— Exercise instructions —
Please retype the records below exactly as they appear, leaving out every picture.

(Extracted records)
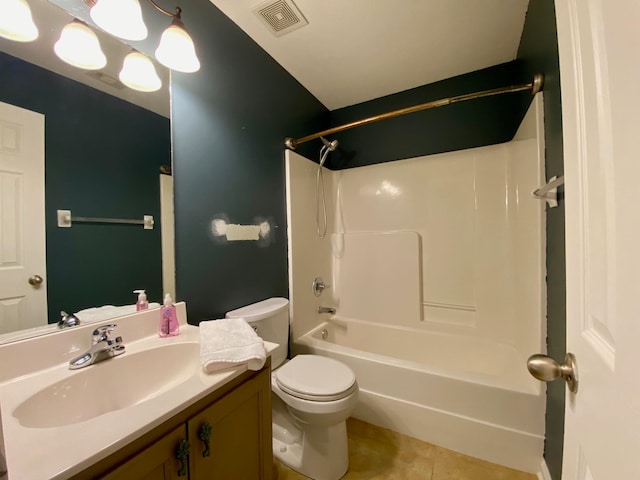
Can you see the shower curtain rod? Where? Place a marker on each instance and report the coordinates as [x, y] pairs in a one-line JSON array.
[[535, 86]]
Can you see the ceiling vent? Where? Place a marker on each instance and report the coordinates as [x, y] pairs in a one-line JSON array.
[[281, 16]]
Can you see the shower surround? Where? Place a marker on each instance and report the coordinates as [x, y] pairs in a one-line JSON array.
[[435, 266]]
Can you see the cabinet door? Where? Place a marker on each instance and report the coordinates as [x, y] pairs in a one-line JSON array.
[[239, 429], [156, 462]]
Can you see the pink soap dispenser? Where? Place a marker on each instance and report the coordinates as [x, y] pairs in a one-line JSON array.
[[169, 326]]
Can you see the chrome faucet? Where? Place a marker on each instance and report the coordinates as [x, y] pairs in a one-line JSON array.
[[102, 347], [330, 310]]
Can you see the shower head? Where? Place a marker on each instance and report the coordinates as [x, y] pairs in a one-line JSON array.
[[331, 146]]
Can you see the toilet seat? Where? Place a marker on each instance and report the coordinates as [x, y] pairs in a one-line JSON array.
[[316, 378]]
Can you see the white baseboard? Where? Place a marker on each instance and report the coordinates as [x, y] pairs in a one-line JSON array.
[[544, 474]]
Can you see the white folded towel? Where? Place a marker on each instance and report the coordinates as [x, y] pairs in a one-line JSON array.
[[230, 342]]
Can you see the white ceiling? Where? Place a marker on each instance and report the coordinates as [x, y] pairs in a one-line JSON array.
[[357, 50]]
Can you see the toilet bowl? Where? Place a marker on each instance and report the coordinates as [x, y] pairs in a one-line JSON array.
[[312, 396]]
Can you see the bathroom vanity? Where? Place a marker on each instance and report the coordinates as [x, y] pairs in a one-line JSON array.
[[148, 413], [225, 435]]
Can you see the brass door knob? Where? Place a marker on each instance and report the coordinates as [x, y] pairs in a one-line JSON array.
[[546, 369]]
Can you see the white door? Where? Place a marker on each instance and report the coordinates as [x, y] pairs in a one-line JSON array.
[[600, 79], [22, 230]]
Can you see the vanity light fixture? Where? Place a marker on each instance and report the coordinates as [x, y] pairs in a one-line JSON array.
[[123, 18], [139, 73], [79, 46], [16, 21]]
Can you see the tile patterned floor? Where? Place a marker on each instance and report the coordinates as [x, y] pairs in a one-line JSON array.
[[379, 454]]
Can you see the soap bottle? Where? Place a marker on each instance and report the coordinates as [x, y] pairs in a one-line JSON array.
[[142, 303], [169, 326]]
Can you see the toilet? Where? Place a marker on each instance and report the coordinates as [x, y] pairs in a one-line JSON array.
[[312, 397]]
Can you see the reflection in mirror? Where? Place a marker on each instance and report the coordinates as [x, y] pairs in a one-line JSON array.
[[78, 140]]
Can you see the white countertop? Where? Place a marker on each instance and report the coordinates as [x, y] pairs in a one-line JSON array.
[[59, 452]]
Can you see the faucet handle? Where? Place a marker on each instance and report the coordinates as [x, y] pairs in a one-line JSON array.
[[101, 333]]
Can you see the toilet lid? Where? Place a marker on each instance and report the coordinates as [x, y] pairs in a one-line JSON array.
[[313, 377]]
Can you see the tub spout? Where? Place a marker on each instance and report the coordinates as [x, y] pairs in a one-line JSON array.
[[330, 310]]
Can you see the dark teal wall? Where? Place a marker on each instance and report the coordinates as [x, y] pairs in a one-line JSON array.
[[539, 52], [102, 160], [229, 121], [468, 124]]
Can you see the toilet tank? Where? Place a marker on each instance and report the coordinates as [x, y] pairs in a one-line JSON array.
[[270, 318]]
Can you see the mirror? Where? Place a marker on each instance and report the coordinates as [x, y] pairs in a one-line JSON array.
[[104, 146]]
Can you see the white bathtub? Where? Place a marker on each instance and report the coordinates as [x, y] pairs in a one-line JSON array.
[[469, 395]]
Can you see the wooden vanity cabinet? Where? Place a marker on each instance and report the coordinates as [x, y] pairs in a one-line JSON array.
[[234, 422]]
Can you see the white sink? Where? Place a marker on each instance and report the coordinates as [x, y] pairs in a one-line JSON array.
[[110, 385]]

— Solution to this task —
Can you see the shower curtain rod? Where? Place a marker on each instance and report the coordinates as [x, y] pairs in a one-line JSON array.
[[535, 86]]
Can you see the ceiling vent? Where? Place a marker on each instance and report the coordinates as [x, y] pairs in a one-line JSON array.
[[281, 16]]
Can you see the shower surround? Where? Place a marker on each instance and report the coordinates as [x, y] pairs in a one-line JSON array.
[[435, 266]]
Can you see the cabinet door? Where? Place a marker on each instance and report the coordinates as [x, y] pairs in a one-line JSON array.
[[239, 429], [156, 462]]
Can you see the pink soap dispenser? Where? Place a marker on each instance and report the coordinates as [x, y] pairs in a one-line JSON array.
[[169, 326]]
Can you see the chrome faucet? Where? Place a marker on each instance and report the coordinates as [x, y] pairs in a one-line JSON array.
[[102, 347], [330, 310]]
Can you see the shower head? Where? Place a marker on each instance and report the coordinates as [x, y] pairs in a one-line JSON array.
[[331, 146]]
Can you see the toilet seat? Where? Place a marker on each instance and report the coordinates as [x, y] pairs in a one-line JSON array.
[[316, 378]]
Can you see the white baseboard? Where? Place a marker on each instance and report the coordinates as [x, y] pairs in a one-line JSON array.
[[544, 474]]
Can you see the white folded towel? Where? Place a marker on each instance and report the coordinates as [x, y] pairs in a one-line JSON array.
[[230, 342]]
Can you see the white ceiling? Where? Place a marker on each instance and report the coordinates as [x, y] pairs in a one-line JSON array.
[[357, 50]]
Can you see the toilet bowl? Where? Place a marker on each instance and report the coordinates as [x, y] pairs in a one-line JSON array.
[[312, 396]]
Can you see the bathroom vanity? Where? Place a marker on each instance and report the coordinates as [x, y] pairs in a one-line JSON array.
[[148, 413], [225, 435]]
Can you see the brass door knob? Where? Place a marker on each instance and report the coordinates as [x, y] pairs in a one-line JSON array.
[[546, 369]]
Can you see the white door? Where? Place a marker on each instance and report the coordinates as [x, y] pairs in a one-line JSON array.
[[600, 79], [22, 230]]
Can you see the vanity light fixture? Where? Place a marker on each instance and report the coordinates as [x, y] pairs in a one-line JSON array.
[[123, 18], [139, 73], [79, 46], [16, 21]]
Can you see the tile patterned floor? Where? Place a marker on each instance and report the coordinates as [x, y] pairs in a one-line JSON array.
[[379, 454]]
Can you see the soap bottle? Where? Place a marker on each instance and report the coordinates as [x, y] pairs in a one-line JSON array.
[[142, 303], [169, 326]]
Can you see the toilet? Where? Place a marker on each instance and report the coordinates as [x, y] pairs in a one-line JSON array.
[[312, 397]]
Can you see the reflection in mirror? Where? Place a marker on each instance and report the coordinates as [x, y] pairs in a one-line JSON array.
[[78, 140]]
Can you see the white countertop? Where? Place a marker on each instance and report the coordinates as [x, y] pairs in a one-line JSON array.
[[59, 452]]
Can you see the faucet handle? Where? Place a marker on each instance and report the coordinates as [x, y] pairs in a one-line JSON array.
[[101, 333]]
Can you see the toilet lid? Where? Place a marker on each instance and report the coordinates as [x, y] pairs in a one-line JSON array.
[[313, 377]]
Can you see the tub spout? Where? Place a marker on each instance and report the coordinates as [x, y] pairs in a one-line JSON array.
[[330, 310]]
Can you see the dark teal wall? Where? Place a marker on each instance and report the coordinates as [x, y] pairs in a one-line JSON array.
[[539, 52], [102, 160], [229, 121], [468, 124]]
Can you see the toilet tank? Where? Place a marker on each instance and report the coordinates as [x, y] pairs in a one-line JSON array.
[[270, 318]]
Can you see the mirror? Where? Place a marker on each instance and report the coordinates as [x, y] pairs in a one-line JSON array.
[[104, 146]]
Can you see the white bathtub? Where? Place a marker on each instance and report the coordinates as [x, y] pairs in a one-line JSON array.
[[469, 395]]
Can you see the wooden vanity cabinet? Where? Place a marker on each instance and report the coordinates as [x, y] pairs in a one-line JSON array.
[[234, 422]]
Can you see the white sink? Where? Place a marker on each instance and report the coordinates as [x, y] pairs in a one-line JSON array.
[[110, 385]]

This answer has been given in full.